Exercise objective
Would you copy out the lines of the listing below word for word, starting at the line containing "every black trampoline" and ending at the line containing "(304, 247), (422, 420)", with both of those lines included?

(Dataset items)
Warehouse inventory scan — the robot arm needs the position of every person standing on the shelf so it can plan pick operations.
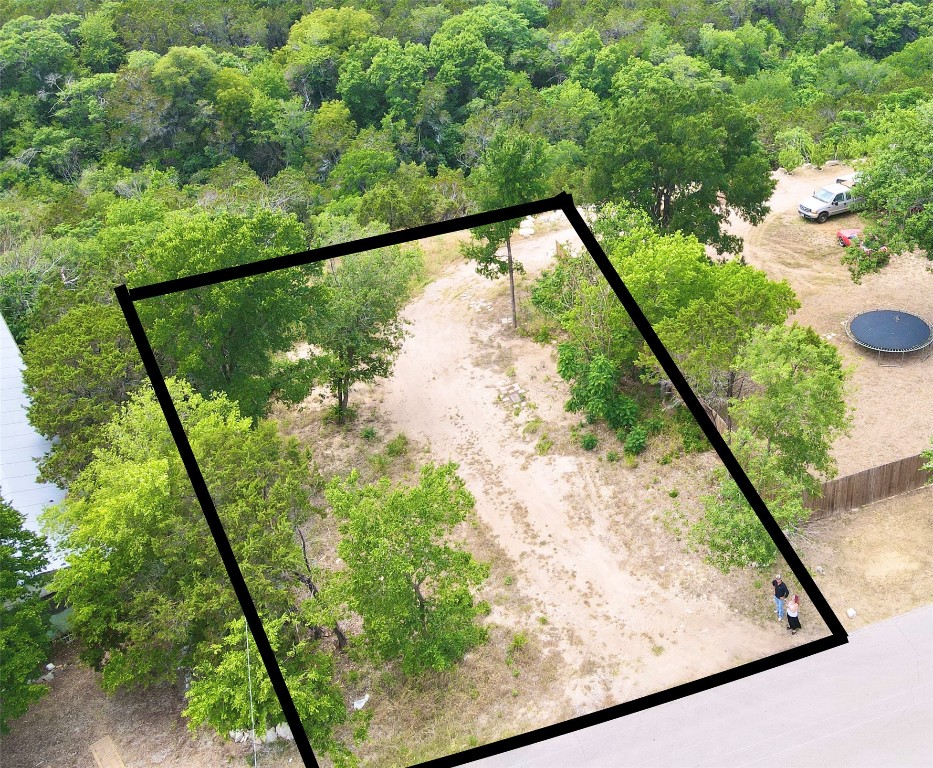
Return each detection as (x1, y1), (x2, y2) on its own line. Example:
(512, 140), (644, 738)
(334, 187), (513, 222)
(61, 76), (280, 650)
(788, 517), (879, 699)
(787, 595), (800, 635)
(771, 575), (790, 621)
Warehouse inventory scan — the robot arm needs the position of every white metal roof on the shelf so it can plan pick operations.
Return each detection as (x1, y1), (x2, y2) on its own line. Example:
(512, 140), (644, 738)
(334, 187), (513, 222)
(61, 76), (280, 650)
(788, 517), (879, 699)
(0, 315), (65, 569)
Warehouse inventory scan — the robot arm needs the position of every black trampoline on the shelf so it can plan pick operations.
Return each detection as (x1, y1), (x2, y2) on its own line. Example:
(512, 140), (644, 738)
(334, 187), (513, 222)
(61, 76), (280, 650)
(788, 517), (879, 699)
(846, 309), (933, 364)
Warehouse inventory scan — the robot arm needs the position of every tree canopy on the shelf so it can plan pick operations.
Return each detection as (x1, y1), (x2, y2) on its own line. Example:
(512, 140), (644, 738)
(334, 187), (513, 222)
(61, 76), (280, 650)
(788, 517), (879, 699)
(326, 464), (489, 672)
(131, 210), (313, 417)
(587, 57), (775, 253)
(0, 498), (51, 733)
(304, 247), (422, 420)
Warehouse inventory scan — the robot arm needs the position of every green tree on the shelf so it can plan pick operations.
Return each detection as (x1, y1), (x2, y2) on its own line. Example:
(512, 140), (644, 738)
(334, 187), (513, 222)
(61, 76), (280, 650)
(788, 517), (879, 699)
(633, 260), (800, 408)
(23, 304), (144, 487)
(46, 379), (320, 691)
(326, 464), (489, 673)
(859, 101), (933, 258)
(77, 3), (123, 72)
(689, 454), (809, 573)
(587, 57), (775, 253)
(730, 323), (852, 493)
(463, 128), (548, 328)
(129, 210), (317, 417)
(304, 247), (422, 421)
(0, 497), (50, 733)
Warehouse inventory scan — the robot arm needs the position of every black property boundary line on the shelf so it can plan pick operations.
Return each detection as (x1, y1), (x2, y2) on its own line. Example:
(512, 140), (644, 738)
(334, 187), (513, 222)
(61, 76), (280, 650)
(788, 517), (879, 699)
(114, 192), (848, 768)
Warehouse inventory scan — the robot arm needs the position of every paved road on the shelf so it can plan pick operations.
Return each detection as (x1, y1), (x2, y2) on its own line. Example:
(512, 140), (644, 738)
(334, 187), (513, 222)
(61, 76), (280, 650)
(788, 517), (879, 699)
(469, 605), (933, 768)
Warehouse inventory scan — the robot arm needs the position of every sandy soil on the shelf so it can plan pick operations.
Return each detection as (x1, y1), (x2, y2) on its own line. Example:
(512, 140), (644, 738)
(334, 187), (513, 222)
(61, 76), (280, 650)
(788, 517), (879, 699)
(0, 645), (301, 768)
(732, 166), (933, 475)
(354, 219), (816, 728)
(3, 182), (933, 768)
(793, 486), (933, 632)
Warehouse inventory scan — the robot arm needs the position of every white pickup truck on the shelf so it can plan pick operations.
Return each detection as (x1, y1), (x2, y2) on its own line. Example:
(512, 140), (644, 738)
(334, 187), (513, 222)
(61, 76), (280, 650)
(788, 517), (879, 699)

Answer to this problem
Warehouse inventory scan — the robot arm needs the position of every black trampoline on the shelf so it can plan pick operations.
Return each detection as (x1, y1), (x2, y2) on its own line. Example:
(512, 140), (644, 738)
(334, 187), (513, 222)
(61, 76), (280, 650)
(788, 517), (879, 699)
(846, 309), (933, 364)
Warehouse inventory scan — the robot arm needs the position of every tree canopy on the shelf so it can plan pick operations.
Return each detection as (x1, y1), (x2, y2) on its own line. Example:
(512, 140), (644, 738)
(334, 187), (513, 222)
(61, 76), (280, 650)
(788, 517), (879, 699)
(326, 464), (489, 672)
(131, 210), (313, 417)
(587, 57), (775, 253)
(0, 498), (51, 733)
(304, 247), (422, 420)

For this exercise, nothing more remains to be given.